- _TASK BRIEF_
In the LockService issue, copy the part from "- Existing databasechangelog" to "system time issues.", switching "nullable" to "optional".

- _SELECTED PASSAGE_
Improve LockService functionality and flexibility
See original GitHub issueDescription
Because concurrent update/rollback/etc. operations to a database will interfere with each other, Liquibase has a LockService which we use to coordinate access so only one instance can run against a database at time.
Examples of when you can run into concurrency trouble:
- Liquibase is embedded on startup of an application server, and you have a cluster of machines that may be starting at once
- Liquibase runs as part of a build job, and concurrent builds can happen at once
The StandardLockService is the normal implementation that uses a databasechangeloglock
table. Liquibase inserts a record and commits it at startup time, and if other instances see that record they wait until it is cleared.
The big problem with this standard implementation is that IF the instance doing the update is killed before it commits the clearing of the record, that value is stuck until liquibase clearLocks
is ran.
This problem has been around forever in Liquibase, but has been exasperated in recent years with systems like AWS that auto-kill processes that seem slow to start up. We wrap everything in try/catch blocks, but process killing happens too out-of-band for us to deal with.
Related issues/PRs
Descriptions and proposed fixes:
Moving the overall discussion and design to this ticket.
Requirements (New Configuration Options)
- Add a
liquibase.lockservice.enabled
global configuration value that can be used to disable lock service completely. This will allow easier “BYO Locking” (see options section below) - Add a
liquibase.lockservice.heartbeat.enabled
global configuration value that can be used to enable the heartbeat functionality. For the first release, set this to “false” as a default. Future release will change the default to “true” - Add a
liquibase.lockservice.heartbeat.rate
global configuration value that can be used to control how often to update the heartbeat column. Value is seconds, with a default of “10”. - Add a
liquibase.lockservice.heartbeat.timeout
global configuration value that can be used to control how long to wait until it a separate process can take the lock. Value is in seconds, with a default of “30”.
Requirements (Add Heartbeat support)
Update StandardLockService to use a heartbeat thread to update the heartbeat column. (See “options” section below)
- Existing databasechangelog lock tables should be auto-updated to have an additional, nullable “heartbeat” varchar(255) column.
- Heartbeat thread must gracefully handle errors, and if the thread stops unexpectedly it should cause the overall liquibase operation to stop.
- The heartbeat will update the column to a random number/string based on the rate. The waiting process will watch for changese to this value rather than comparing dates in the heartbeat column to avoid date arithmetic and/or system time issues.
- The SQL to take the lock should take the last heartbeat value they knew of into account and check how many rows are updated. This will handle the case where multiple waiting processes try to force an unlock concurrently. 1.The waiting process cannot take the lock if the heartbeat column is null. This supports the “heartbeat.enabled=false” configuration as well as older version of liquibases
Requirements (General refactoring)
While we are adding this feature, we will also do our 4.x work of reviewing the LockService interface in general to make it more extensible and manageable. This makes it easier to have a single release note of “We changed the lock service to support heartbeats and is also easier to work with”. The changes will be an API breaking change for extensions that wrote their own LockService, but we will include documentation on how to update their code.

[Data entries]

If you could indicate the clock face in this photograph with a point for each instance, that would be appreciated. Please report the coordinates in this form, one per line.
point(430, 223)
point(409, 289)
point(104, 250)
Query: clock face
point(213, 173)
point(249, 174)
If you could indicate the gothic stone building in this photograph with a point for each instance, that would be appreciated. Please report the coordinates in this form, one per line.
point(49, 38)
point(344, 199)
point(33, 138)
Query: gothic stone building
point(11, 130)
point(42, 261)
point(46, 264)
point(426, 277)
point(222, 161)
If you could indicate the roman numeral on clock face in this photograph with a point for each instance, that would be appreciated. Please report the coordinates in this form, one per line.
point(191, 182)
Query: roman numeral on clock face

- _WRITTEN SOLUTION_
- Existing databasechangelog lock tables should be auto-updated to have an additional, optional “heartbeat” varchar(255) column.
- Heartbeat thread must gracefully handle errors, and if the thread stops unexpectedly it should cause the overall liquibase operation to stop.
- The heartbeat will update the column to a random number/string based on the rate. The waiting process will watch for changese to this value rather than comparing dates in the heartbeat column to avoid date arithmetic and/or system time issues.